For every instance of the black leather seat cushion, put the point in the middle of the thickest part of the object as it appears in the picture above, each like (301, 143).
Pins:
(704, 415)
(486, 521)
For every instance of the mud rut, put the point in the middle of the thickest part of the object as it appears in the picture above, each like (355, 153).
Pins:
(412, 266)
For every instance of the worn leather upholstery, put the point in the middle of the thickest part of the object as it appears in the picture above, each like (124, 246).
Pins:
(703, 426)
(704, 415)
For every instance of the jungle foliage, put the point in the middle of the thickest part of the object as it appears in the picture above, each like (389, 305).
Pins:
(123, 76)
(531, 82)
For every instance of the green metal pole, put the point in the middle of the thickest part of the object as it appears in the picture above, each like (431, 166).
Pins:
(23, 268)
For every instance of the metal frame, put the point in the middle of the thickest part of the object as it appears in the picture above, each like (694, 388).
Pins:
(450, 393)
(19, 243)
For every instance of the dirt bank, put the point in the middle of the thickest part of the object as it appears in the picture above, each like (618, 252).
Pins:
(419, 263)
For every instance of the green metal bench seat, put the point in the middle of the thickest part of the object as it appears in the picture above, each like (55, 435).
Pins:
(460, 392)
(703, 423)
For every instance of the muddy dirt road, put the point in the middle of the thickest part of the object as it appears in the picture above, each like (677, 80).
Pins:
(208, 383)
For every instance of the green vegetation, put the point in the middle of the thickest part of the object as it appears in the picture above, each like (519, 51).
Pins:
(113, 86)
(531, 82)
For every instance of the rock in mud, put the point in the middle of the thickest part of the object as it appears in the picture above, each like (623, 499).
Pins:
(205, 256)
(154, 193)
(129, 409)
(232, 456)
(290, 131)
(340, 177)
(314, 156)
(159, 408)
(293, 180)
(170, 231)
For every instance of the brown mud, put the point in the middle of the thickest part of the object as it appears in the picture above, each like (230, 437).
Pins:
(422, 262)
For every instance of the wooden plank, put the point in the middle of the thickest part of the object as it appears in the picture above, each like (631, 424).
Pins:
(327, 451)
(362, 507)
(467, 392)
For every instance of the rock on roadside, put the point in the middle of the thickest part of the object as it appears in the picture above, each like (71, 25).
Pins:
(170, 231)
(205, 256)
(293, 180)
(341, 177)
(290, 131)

^^^^^^^^

* [Prompt] Look through the listing, and copy each line in which the string "dirt" turns up.

* [Solution to the problem]
For every instance of the dirt bank, put the point in the middle of the thickest part of the object as it appears in the picture above, each like (618, 252).
For every instance of the muddy dirt road, put the point in the middle of the thickest part of the object as it appears in the picture above, each like (677, 80).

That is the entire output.